[Start]

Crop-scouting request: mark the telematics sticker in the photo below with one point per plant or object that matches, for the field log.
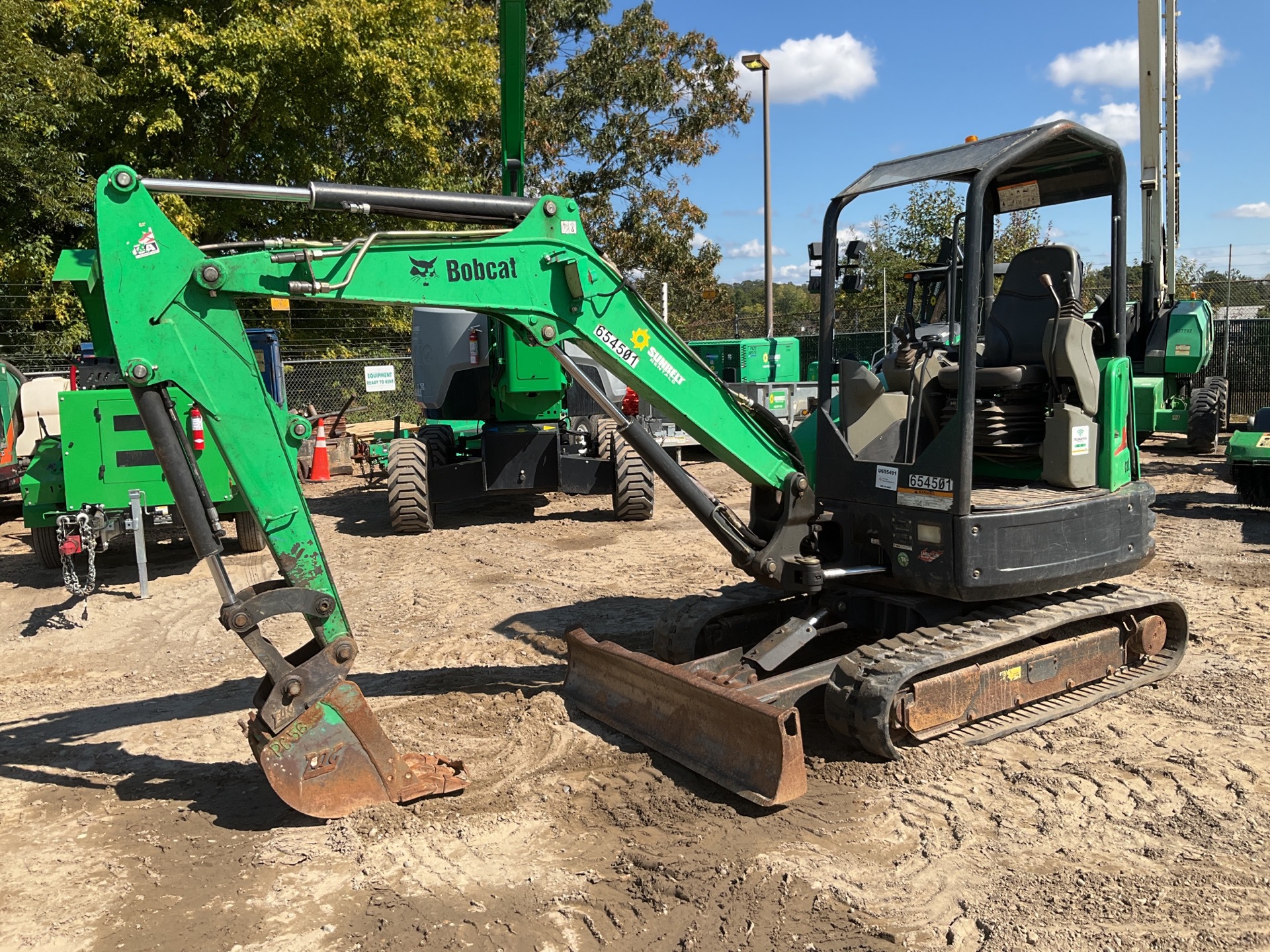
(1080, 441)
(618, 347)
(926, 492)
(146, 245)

[End]
[Start]

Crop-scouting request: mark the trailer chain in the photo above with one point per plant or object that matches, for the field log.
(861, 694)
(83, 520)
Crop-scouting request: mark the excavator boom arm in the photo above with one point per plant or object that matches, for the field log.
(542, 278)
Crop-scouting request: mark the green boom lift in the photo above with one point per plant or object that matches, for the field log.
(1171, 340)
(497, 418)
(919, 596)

[End]
[Start]

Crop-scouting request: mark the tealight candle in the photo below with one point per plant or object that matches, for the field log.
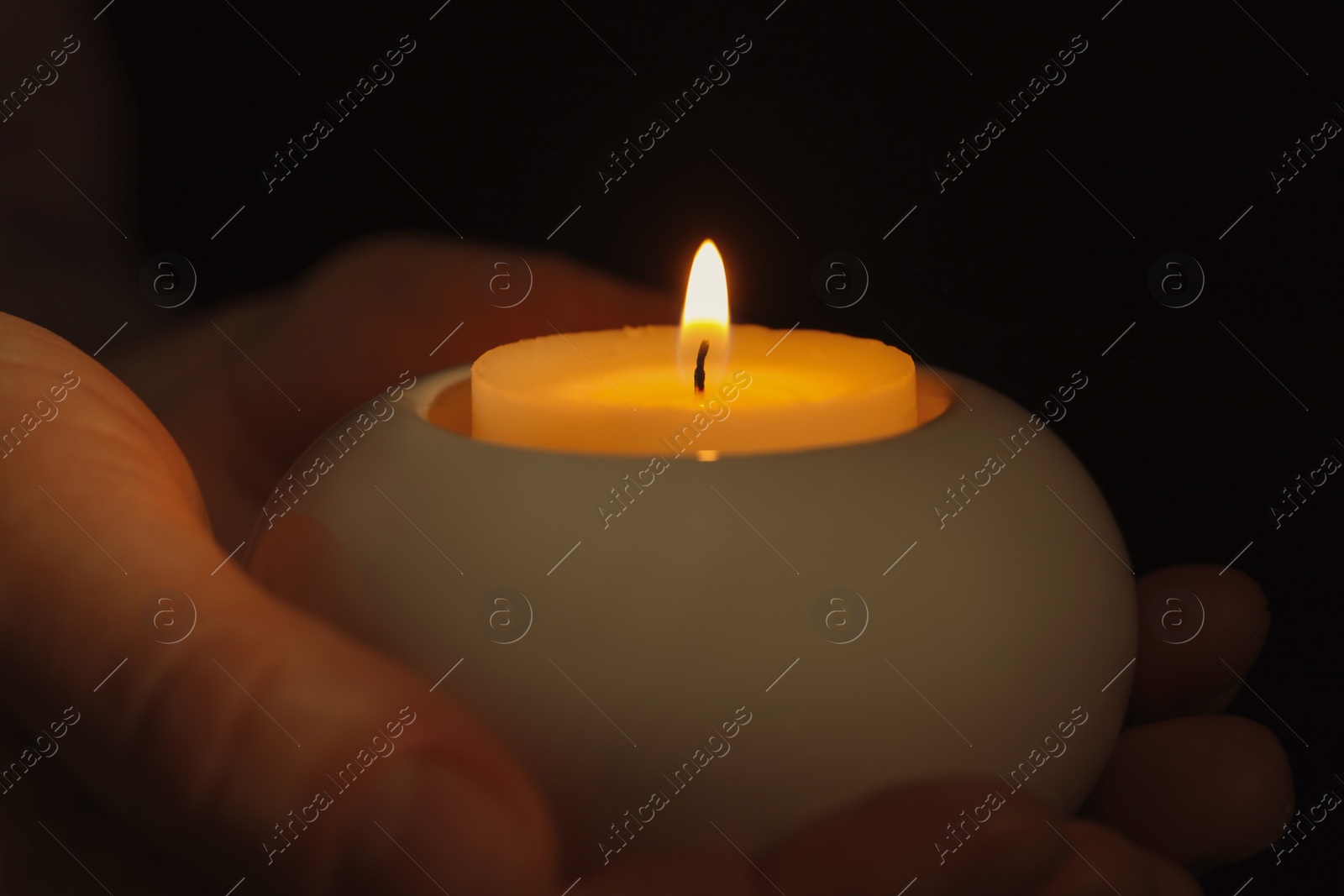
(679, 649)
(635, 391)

[End]

**What to produce:** Pick out each line of the material above that contains the string "scouting", and copy those lines in full.

**Solution for this problem:**
Crop-scouting request: mark the telematics sticker in the photo below with one point per plant or object that matches, for the field log.
Crop-scouting request: mark the trailer chain in the photo above with one point per plant or object that matches, for the field log.
Crop-scouting request: mark the excavator boom arm in the photo above with one point per plant or object that matches, for the field log.
Crop-scouting request: mark the green boom lift in the photo above with one point per plant or object that matches, for the field log.
Crop-scouting request: mark the tealight candle in the photo below with one point per plant or object that matches, for the field log.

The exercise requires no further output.